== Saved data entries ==
============================================================
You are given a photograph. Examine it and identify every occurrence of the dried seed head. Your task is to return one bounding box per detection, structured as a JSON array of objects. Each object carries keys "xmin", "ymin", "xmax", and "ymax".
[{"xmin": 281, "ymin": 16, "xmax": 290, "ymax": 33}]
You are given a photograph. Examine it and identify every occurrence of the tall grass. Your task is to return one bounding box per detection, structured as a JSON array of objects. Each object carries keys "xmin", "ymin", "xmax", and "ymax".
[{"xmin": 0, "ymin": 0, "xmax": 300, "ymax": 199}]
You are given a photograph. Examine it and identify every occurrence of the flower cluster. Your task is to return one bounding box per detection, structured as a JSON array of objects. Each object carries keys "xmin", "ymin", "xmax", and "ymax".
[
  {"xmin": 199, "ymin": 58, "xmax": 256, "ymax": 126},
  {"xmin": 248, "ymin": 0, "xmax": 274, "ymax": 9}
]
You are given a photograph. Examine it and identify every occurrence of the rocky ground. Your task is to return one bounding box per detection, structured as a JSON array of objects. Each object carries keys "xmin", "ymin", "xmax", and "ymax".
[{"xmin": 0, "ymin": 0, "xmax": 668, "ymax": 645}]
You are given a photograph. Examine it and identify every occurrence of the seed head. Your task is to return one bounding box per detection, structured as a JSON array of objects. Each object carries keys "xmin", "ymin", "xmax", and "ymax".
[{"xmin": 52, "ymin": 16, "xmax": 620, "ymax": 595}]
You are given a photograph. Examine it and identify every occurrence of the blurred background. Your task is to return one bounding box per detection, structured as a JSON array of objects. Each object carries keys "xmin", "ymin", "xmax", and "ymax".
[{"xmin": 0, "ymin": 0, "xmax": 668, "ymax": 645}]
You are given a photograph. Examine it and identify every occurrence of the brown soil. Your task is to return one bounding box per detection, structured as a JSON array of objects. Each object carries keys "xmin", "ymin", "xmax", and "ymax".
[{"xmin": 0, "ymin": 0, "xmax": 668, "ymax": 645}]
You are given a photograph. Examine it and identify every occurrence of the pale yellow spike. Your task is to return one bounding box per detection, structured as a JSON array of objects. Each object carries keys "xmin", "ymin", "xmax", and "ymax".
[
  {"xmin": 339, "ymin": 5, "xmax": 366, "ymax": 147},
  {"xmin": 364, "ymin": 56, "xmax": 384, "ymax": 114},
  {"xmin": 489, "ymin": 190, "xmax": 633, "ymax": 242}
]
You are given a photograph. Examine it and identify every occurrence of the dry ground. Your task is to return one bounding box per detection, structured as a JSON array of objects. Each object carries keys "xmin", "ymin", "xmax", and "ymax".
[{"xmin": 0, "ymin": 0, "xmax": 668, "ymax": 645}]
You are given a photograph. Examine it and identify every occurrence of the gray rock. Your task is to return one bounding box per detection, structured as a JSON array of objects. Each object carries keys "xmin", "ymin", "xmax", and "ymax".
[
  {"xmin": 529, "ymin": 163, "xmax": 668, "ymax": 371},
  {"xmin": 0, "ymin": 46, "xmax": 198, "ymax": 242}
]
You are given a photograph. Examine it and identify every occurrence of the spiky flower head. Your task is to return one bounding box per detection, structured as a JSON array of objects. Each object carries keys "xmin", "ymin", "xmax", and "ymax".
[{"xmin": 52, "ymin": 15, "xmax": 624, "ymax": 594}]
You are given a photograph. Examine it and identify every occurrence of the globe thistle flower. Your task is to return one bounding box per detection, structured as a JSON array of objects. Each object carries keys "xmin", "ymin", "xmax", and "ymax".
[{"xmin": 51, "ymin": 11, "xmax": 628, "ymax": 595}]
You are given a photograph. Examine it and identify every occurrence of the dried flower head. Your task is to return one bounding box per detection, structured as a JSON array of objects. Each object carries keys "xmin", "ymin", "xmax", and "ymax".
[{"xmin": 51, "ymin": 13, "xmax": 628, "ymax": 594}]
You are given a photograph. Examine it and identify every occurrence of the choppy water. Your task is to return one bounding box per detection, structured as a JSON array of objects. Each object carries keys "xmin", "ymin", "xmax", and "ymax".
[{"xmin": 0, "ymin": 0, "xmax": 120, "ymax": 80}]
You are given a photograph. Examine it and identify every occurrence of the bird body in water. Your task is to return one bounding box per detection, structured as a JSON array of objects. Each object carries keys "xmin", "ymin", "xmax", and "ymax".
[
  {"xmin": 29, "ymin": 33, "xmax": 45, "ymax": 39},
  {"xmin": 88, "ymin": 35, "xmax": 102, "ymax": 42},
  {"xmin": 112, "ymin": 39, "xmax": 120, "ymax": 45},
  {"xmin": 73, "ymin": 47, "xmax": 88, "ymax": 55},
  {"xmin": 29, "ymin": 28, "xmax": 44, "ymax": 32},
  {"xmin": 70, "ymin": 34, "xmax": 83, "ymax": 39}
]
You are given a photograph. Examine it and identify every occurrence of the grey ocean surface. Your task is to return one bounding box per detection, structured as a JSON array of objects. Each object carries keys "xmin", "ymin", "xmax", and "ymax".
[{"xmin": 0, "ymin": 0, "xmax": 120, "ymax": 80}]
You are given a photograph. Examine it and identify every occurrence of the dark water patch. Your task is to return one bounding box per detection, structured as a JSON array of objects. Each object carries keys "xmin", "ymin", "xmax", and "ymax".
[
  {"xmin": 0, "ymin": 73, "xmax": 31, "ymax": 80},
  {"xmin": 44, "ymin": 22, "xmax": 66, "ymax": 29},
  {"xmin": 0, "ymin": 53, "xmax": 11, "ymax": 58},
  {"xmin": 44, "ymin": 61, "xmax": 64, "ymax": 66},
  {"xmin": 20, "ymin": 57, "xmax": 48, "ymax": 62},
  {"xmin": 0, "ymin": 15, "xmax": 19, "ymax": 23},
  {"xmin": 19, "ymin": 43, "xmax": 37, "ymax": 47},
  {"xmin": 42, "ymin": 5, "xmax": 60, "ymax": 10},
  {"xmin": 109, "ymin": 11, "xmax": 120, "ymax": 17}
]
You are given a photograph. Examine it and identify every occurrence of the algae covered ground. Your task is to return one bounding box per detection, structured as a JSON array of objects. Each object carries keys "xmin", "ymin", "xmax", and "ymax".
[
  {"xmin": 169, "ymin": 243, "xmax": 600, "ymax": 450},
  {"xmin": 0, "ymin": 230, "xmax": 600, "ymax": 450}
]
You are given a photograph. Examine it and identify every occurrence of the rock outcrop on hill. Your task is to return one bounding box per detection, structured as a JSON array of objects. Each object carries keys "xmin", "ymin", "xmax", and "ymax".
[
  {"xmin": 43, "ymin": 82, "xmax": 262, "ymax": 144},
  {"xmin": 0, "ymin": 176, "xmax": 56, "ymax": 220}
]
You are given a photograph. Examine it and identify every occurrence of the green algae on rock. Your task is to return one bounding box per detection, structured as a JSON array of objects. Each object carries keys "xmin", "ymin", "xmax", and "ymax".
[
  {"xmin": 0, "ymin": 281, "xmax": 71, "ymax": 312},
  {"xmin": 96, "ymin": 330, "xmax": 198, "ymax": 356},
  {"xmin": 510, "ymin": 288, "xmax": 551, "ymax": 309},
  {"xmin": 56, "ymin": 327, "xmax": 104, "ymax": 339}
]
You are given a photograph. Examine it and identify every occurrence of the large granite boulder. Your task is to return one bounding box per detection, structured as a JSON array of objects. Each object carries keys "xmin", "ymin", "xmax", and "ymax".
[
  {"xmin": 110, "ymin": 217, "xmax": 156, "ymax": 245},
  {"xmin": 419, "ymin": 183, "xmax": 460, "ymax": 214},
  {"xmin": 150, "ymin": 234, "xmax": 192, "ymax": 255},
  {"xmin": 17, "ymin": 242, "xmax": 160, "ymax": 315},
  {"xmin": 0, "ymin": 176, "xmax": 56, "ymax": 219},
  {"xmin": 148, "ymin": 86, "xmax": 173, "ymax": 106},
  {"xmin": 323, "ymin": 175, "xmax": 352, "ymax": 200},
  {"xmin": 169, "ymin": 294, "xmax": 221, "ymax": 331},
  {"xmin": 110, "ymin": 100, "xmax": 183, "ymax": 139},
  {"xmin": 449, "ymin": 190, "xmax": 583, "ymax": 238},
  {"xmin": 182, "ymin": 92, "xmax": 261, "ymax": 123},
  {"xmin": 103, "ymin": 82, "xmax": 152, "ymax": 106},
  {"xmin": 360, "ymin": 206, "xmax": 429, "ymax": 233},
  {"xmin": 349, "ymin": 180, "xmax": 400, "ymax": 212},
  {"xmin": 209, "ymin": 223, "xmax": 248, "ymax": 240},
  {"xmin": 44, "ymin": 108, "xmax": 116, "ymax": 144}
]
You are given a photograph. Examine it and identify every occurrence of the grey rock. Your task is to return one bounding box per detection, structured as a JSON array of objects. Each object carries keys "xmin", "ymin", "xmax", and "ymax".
============================================================
== Problem to solve ==
Report every line above that contains the word "algae", copying each one in full.

== Output for this task ==
You are given a photograph. Examine it and identify every occurrence of the algae covered ground. Your task is to return one bounding box per detection, structured as a JSON array of objects. Each object carries keys "xmin", "ymin", "xmax", and "ymax".
You are given a photograph. Examine it and identify every occurrence of the green algae on rock. Your task is to return one bounding box per detection, structured as a JSON array of objects. Each object carries keys "xmin", "ymin", "xmax", and "ymax".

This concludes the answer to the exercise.